- Exercise prompt -
Locate each line in the data file below that contains the word "from", and copy those lines.
___ Data lines ___
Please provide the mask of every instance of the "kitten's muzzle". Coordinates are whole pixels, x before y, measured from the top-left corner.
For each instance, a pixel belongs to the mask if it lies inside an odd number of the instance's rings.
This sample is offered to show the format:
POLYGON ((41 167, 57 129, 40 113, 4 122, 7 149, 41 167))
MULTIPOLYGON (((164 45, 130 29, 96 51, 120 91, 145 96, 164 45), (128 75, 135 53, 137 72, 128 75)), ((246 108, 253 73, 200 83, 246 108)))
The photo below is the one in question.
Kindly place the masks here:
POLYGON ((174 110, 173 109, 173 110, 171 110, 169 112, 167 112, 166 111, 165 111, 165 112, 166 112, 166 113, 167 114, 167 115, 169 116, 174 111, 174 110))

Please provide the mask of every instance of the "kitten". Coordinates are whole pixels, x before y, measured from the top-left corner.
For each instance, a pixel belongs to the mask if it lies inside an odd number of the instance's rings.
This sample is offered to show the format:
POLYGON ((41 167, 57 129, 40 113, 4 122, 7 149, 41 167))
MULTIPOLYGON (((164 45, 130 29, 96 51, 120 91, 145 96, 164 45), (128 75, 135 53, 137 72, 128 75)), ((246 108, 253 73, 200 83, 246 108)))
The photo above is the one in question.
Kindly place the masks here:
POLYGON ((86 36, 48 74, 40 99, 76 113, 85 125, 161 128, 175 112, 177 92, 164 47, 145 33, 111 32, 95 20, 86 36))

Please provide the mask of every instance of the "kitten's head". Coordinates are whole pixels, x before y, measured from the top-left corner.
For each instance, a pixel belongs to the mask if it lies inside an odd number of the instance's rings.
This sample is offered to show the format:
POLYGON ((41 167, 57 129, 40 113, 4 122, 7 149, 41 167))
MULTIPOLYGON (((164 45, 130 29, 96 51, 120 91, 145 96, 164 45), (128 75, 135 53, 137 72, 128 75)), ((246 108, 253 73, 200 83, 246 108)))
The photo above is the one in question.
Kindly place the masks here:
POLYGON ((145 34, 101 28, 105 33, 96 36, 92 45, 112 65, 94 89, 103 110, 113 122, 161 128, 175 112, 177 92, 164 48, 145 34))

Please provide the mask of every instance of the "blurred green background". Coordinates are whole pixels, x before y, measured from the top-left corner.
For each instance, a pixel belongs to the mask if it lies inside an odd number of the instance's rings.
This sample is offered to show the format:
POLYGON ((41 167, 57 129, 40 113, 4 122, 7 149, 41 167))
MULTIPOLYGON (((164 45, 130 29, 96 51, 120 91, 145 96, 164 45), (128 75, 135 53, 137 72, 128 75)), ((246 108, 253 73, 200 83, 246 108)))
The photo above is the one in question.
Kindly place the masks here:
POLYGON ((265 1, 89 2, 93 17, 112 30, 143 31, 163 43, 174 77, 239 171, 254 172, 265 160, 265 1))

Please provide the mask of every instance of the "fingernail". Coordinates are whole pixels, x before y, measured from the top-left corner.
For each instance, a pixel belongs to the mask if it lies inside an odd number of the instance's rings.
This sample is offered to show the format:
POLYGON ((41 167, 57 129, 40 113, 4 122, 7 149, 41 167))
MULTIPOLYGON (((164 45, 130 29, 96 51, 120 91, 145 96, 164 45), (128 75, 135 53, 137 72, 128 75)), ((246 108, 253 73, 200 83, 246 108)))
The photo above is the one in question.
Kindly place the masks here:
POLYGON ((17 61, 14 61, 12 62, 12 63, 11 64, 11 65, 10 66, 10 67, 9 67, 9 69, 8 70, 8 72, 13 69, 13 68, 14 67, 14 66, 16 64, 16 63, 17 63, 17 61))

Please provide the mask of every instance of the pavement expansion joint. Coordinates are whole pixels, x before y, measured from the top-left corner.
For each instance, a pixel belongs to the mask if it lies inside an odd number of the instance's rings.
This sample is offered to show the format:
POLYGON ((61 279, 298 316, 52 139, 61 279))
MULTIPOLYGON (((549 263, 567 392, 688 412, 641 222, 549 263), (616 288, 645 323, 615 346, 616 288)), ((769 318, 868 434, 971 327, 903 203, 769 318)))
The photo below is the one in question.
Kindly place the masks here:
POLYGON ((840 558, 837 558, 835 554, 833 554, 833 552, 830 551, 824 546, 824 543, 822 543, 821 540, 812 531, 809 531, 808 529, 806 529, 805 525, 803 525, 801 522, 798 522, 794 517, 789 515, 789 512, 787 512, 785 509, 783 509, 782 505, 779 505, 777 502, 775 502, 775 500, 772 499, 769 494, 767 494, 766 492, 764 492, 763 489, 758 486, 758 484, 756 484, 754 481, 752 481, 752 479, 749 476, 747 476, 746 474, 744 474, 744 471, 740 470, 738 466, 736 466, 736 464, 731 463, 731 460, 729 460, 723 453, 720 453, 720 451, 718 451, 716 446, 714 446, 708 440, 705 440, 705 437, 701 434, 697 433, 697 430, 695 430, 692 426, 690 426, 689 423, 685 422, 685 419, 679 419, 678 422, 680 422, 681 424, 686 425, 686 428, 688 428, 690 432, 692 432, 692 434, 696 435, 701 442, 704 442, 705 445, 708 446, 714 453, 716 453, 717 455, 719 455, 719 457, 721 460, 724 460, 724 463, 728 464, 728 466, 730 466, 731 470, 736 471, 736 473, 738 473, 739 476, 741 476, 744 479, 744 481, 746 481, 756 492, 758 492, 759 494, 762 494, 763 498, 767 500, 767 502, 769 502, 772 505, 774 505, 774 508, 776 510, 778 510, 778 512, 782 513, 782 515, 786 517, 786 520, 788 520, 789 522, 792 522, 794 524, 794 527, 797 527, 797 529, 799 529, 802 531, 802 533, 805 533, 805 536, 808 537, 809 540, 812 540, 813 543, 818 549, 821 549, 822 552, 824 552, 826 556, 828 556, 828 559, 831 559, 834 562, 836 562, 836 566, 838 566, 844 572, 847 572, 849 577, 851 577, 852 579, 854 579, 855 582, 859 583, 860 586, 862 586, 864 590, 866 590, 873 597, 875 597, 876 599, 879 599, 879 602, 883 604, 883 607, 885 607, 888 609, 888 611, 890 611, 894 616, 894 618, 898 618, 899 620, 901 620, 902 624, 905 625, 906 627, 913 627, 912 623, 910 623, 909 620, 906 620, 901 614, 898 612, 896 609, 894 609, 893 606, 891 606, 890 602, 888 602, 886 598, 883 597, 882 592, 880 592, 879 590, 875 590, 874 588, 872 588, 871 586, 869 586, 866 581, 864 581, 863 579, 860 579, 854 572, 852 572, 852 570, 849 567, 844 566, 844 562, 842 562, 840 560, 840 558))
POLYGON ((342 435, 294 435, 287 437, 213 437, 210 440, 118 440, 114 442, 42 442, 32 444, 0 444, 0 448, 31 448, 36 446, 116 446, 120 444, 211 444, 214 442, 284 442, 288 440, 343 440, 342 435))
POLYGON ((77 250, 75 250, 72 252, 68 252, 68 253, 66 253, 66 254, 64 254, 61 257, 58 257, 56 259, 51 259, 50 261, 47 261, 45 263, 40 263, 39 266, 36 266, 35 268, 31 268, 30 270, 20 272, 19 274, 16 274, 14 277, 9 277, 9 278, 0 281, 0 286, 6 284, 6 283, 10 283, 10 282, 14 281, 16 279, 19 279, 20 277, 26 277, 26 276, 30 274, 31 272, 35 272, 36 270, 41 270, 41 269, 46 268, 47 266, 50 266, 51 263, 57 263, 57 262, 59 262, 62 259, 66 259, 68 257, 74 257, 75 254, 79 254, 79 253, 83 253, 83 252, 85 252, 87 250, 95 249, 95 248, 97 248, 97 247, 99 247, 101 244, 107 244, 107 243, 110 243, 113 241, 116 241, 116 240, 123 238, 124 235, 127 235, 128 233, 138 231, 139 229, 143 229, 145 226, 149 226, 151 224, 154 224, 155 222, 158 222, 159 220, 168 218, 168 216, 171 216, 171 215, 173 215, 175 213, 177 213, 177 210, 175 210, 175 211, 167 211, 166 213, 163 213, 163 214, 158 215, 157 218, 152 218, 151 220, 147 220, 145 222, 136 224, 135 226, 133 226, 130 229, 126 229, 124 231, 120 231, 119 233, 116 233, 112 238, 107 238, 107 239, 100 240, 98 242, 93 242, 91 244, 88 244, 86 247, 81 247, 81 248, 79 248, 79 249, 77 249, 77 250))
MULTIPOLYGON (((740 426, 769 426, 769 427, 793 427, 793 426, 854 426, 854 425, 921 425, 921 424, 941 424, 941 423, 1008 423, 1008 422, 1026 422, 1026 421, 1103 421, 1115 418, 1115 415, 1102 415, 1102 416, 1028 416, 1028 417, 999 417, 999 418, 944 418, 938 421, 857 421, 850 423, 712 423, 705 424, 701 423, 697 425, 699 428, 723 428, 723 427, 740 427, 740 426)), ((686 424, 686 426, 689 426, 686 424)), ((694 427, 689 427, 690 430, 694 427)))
___
- Correct answer -
Please provide the mask of every instance of the "kitten's muzzle". Coordinates are whole pixels, x before y, measured from the top-left corner.
Please provide the mask of every instance of the "kitten". Coordinates are whole pixels, x before y, measured from the top-left corner.
Please provide the mask of every instance of the "kitten's head". Coordinates are whole pixels, x before y, measured from the top-left corner.
Please provide the mask of every instance of the "blurred green background". Coordinates are whole pixels, x before y, measured from the top-left corner.
Please provide the mask of every instance of the "fingernail". Coordinates are whole pixels, x before y, measured from the top-left corner.
Please provide the mask of every instance of the pavement expansion joint. Coordinates are whole pixels, x before y, measured from the top-left corner.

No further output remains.